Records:
________________________________________

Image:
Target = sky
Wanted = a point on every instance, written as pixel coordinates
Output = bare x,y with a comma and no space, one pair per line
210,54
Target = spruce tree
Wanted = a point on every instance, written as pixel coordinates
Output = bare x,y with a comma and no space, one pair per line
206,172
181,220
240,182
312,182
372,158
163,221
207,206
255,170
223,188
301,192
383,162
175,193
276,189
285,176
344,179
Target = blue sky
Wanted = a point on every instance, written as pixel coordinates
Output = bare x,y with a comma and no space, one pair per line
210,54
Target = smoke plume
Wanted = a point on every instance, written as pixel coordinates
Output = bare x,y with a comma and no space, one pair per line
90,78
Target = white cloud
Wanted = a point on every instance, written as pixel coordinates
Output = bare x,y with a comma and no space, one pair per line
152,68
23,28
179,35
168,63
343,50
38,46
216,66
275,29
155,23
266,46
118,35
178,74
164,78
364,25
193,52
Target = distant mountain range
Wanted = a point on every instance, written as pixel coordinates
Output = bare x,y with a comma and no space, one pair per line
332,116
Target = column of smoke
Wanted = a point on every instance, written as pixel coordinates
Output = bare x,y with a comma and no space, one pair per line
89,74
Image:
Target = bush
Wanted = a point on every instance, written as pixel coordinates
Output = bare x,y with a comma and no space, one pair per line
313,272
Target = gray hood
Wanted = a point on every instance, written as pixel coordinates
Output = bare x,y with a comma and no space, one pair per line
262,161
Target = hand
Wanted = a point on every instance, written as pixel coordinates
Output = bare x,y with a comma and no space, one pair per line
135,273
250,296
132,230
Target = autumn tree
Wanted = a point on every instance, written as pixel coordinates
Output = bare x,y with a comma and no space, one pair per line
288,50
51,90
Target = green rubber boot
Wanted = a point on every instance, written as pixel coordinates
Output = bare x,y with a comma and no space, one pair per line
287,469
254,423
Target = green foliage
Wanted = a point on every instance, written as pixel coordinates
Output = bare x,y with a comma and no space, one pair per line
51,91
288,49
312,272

________________________________________

> _SHORT EXERCISE_:
All records above must be set down exactly, please.

> _RESULT_:
Image:
Target = sky
Wanted = a point on every instance, written as pixel coordinates
Output = bare x,y with a comma and no space, one pair per line
210,54
Target = spruce tree
Wanted = a point on every instance, written as pixel coordinates
Output = bare x,y with a comma and no space, one pair per line
206,172
181,220
240,182
312,182
372,158
163,221
207,206
255,170
223,188
301,192
383,162
175,193
276,189
285,176
344,179
Target = blue sky
Wanted = a point on every instance, written as pixel coordinates
Output = bare x,y with a comma and no space, one pair per line
210,54
Target = smoke plume
Wanted = a point on every instance, written as pixel coordinates
Output = bare x,y with a comma and no space, one pair per line
90,78
Target = white cloud
Wanted = a point on every instance, written as pixel coordinates
Output = bare x,y with a comma and no space, one pair per line
152,68
23,28
179,35
168,63
343,50
38,46
216,66
275,29
155,23
266,46
118,35
178,74
164,78
364,25
193,52
Target = distant mountain range
Wanted = a point on every instance, written as pixel coordinates
Output = bare x,y with a comma and no space, one pair per line
332,116
Target = column of smoke
Wanted = a point on every instance, written as pixel coordinates
Output = bare x,y with a comma and no space, one pair per line
89,74
Image:
Target = bush
Wanted = a point on every instance, written as pixel coordinates
Output = bare x,y with a comma and no space, one pair per line
313,272
Target = gray hood
Wanted = a point on every instance, written as pixel coordinates
Output = bare x,y with a comma and no space, one pair per line
262,161
Target = hand
Wanted = a point on every instance, written as pixel coordinates
Output = bare x,y with a comma and no space, one pair per line
135,273
250,296
132,230
Target = autumn tree
Wanted = a point on every instance, written as pixel coordinates
Output = bare x,y with a comma and no space, one pair per line
288,50
51,90
Target = green rubber boot
Wanted = a point on every instance, written as pixel coordinates
Output = bare x,y with a comma and no space, one pair per line
287,469
254,423
Target = green foliage
Wanted = a point on every instance, written as pixel coordinates
Output = bare x,y with a comma and no space, one pair per line
51,91
288,49
312,272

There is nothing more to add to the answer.